Object location annotation data:

---*---

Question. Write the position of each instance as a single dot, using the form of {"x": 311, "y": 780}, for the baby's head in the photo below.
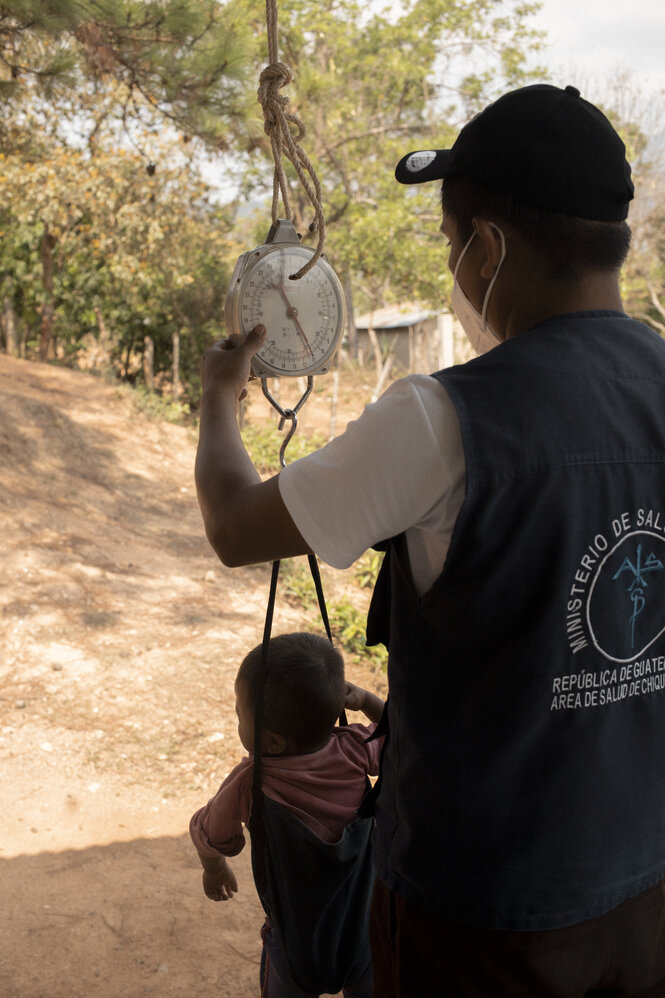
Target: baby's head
{"x": 303, "y": 697}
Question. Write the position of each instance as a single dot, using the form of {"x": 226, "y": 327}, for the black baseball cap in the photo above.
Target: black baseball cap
{"x": 541, "y": 145}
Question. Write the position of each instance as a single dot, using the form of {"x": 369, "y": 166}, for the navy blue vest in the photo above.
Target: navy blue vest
{"x": 523, "y": 780}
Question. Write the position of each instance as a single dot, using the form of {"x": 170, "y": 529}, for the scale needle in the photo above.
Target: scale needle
{"x": 292, "y": 313}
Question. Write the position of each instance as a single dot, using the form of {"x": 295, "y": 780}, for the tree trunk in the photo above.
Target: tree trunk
{"x": 176, "y": 366}
{"x": 149, "y": 362}
{"x": 334, "y": 400}
{"x": 351, "y": 330}
{"x": 102, "y": 360}
{"x": 47, "y": 309}
{"x": 9, "y": 327}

---*---

» AIM OF THE EXERCISE:
Retype every line of the data above word for word. Leave out the pictures.

» TASK ANSWER:
Question. Write the position of each instance as a single dot, using the form of {"x": 311, "y": 780}, for the baby's head in the photo below.
Target: baby's head
{"x": 303, "y": 697}
Question. Write the position of each instance as a single dot, using the form of {"x": 226, "y": 327}, for the black baseball cap in the photo above.
Target: black baseball cap
{"x": 541, "y": 145}
Question. Write the position of each instance as a single dot, using the form of {"x": 369, "y": 166}, for the navy blue vest in the photo above.
Target: navy blue vest
{"x": 523, "y": 780}
Question. Write the position of each instance as a single dot, using the form of {"x": 170, "y": 529}, for the scale needle in the photo above.
Target: scale needle
{"x": 292, "y": 313}
Question. Write the position of each instance as a single dot, using the form of {"x": 295, "y": 780}, for the tree trunk in the photo above.
Target: tree trunk
{"x": 176, "y": 366}
{"x": 149, "y": 362}
{"x": 334, "y": 400}
{"x": 351, "y": 330}
{"x": 102, "y": 360}
{"x": 47, "y": 309}
{"x": 9, "y": 327}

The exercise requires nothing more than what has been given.